— START Data for this task —

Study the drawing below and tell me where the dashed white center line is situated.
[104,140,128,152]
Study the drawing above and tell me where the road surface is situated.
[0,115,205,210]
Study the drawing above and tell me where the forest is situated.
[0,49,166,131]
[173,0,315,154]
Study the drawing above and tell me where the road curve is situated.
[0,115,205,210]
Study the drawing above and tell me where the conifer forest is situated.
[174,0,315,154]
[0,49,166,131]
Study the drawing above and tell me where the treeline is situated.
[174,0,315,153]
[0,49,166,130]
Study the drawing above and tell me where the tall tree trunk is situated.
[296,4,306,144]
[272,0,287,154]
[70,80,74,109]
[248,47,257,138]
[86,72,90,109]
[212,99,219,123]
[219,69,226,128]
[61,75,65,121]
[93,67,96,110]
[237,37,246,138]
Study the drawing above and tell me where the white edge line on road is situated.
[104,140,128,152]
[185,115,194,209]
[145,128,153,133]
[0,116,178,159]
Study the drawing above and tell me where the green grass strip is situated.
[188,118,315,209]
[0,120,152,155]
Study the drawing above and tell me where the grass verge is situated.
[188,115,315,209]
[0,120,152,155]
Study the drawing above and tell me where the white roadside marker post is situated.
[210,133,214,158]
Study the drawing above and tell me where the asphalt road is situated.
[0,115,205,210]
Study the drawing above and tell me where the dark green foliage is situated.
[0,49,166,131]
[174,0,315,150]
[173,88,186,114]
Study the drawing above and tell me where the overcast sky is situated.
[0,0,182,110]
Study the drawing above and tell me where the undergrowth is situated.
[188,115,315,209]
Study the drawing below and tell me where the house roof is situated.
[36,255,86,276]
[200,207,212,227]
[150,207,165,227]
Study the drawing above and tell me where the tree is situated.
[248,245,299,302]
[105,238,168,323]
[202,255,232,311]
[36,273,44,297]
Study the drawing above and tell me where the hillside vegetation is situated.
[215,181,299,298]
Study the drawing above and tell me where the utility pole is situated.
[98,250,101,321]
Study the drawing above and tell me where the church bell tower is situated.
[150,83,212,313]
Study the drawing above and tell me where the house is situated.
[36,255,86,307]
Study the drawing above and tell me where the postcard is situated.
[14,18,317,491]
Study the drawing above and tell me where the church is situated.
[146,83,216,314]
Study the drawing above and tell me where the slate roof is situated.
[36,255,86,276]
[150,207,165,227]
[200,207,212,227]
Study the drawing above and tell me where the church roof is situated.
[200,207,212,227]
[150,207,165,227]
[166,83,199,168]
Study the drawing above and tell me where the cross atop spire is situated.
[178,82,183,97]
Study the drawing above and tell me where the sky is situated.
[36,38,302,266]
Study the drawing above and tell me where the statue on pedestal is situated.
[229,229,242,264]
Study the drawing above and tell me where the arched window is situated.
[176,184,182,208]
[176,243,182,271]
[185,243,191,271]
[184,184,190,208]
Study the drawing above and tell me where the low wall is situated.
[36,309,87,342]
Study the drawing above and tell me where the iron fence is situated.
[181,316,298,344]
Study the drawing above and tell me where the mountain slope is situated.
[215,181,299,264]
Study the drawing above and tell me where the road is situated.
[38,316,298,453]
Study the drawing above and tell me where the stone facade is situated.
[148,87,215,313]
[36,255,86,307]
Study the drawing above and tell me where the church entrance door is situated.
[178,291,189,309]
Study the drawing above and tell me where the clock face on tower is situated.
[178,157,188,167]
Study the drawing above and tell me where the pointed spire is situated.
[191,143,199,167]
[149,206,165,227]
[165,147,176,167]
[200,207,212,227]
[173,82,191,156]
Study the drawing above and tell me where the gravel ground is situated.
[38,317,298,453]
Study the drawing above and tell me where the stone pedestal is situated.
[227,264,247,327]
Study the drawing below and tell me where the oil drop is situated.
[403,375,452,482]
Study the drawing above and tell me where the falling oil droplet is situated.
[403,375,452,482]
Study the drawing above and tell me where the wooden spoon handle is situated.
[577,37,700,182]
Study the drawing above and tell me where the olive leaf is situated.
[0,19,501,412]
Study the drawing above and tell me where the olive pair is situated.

— END Data for this task —

» Exercise objective
Render all of the material above as a JSON list of strings, one string for each line, leaving out any blank lines.

» Written response
[
  "Study the drawing below and tell me where the dashed white center line is situated.",
  "[104,140,128,152]",
  "Study the drawing above and tell me where the road surface is situated.",
  "[0,115,205,210]",
  "Study the drawing above and tell me where the forest is situated.",
  "[0,49,166,131]",
  "[173,0,315,154]",
  "Study the drawing above and tell me where the road curve is situated.",
  "[0,115,205,210]",
  "Study the drawing above and tell me where the conifer forest is situated.",
  "[174,0,315,154]",
  "[0,49,166,131]",
  "Study the drawing above and tell me where the treeline is situated.",
  "[174,0,315,153]",
  "[0,49,166,130]",
  "Study the drawing above and tell me where the tall tree trunk is situated.",
  "[296,4,306,144]",
  "[272,0,287,154]",
  "[70,80,74,109]",
  "[248,47,257,138]",
  "[86,72,90,109]",
  "[212,99,219,123]",
  "[219,69,226,128]",
  "[61,75,65,121]",
  "[93,67,96,110]",
  "[237,37,246,138]",
  "Study the drawing above and tell me where the white edge line on road is situated.",
  "[104,140,128,152]",
  "[185,115,194,209]",
  "[145,128,153,133]",
  "[0,116,178,159]",
  "Study the drawing above and tell me where the green grass strip is situated.",
  "[188,118,315,209]",
  "[0,120,152,155]",
  "Study the drawing above and tell me where the grass verge is situated.",
  "[188,115,315,209]",
  "[0,120,152,155]",
  "Study the drawing above and tell me where the white roadside marker post is situated.",
  "[210,133,214,158]",
  "Study the drawing above and tell me where the asphalt road is situated.",
  "[0,115,205,210]",
  "Study the drawing above and tell me where the dark green foliage is situated.",
  "[0,49,166,131]",
  "[174,0,315,150]",
  "[173,88,186,114]",
  "Study the drawing above and tell me where the overcast sky is situated.",
  "[0,0,182,110]",
  "Study the drawing above and tell me where the undergrowth is situated.",
  "[188,115,315,209]",
  "Study the drawing below and tell me where the house roof is situated.",
  "[36,255,86,276]",
  "[200,207,212,227]",
  "[150,207,165,227]",
  "Study the drawing above and tell me where the tree is situated.",
  "[248,245,299,302]",
  "[105,238,168,323]",
  "[202,255,232,311]",
  "[36,273,44,297]",
  "Study the drawing above and tell me where the hillside vegetation is situated.",
  "[215,181,299,298]",
  "Study the drawing above and tell me where the utility pole is situated.",
  "[98,250,101,321]",
  "Study the drawing above and tell me where the church bell tower is situated.",
  "[150,83,212,313]",
  "Study the drawing above and tell me where the house is situated.",
  "[36,255,86,307]",
  "Study the drawing above and tell me where the postcard is situated.",
  "[14,18,317,491]",
  "Study the drawing above and tell me where the church is situated.",
  "[146,83,216,314]",
  "Study the drawing above and tell me where the slate roof is situated.",
  "[36,255,86,276]",
  "[150,207,165,227]",
  "[200,207,212,227]",
  "Study the drawing above and tell me where the church roof is situated.",
  "[200,207,212,227]",
  "[150,207,165,227]",
  "[166,83,199,168]",
  "Study the drawing above and tell me where the cross atop spire is situated.",
  "[178,82,183,97]",
  "Study the drawing above and tell me where the sky is situated.",
  "[36,38,302,266]",
  "Study the drawing above and tell me where the statue on pedestal is situated.",
  "[229,229,242,264]",
  "Study the drawing above and tell me where the arched window is situated.",
  "[176,184,182,208]",
  "[176,243,182,271]",
  "[185,243,191,271]",
  "[184,184,190,208]",
  "Study the drawing above and tell me where the low wall is situated.",
  "[36,309,87,342]",
  "Study the drawing above and tell me where the iron fence is situated.",
  "[181,316,298,344]",
  "Study the drawing above and tell me where the mountain slope is situated.",
  "[215,181,299,264]",
  "Study the drawing above and tell me where the road is situated.",
  "[38,316,298,453]",
  "Study the drawing above and tell me where the stone facade is situated.",
  "[148,87,215,313]",
  "[36,255,86,307]",
  "Study the drawing above and tell me where the church entrance door is situated.",
  "[178,291,189,309]",
  "Study the drawing above and tell me where the clock face on tower is situated.",
  "[178,157,188,167]",
  "Study the drawing above and tell me where the pointed spire is situated.",
  "[191,143,199,167]",
  "[149,206,165,227]",
  "[165,147,176,167]",
  "[200,207,212,227]",
  "[173,82,191,156]",
  "Study the drawing above and tell me where the gravel ground is situated.",
  "[38,317,298,453]",
  "Study the drawing above and tell me where the stone pedestal is situated.",
  "[227,264,247,327]",
  "Study the drawing below and tell me where the oil drop is situated.",
  "[403,375,452,482]",
  "Study the drawing above and tell me where the falling oil droplet is situated.",
  "[403,375,452,482]",
  "Study the drawing above and tell me where the wooden spoon handle is situated.",
  "[577,37,700,182]",
  "Study the drawing above and tell me where the olive leaf is situated.",
  "[0,19,501,412]",
  "Study the drawing above and tell me where the olive pair is situated."
]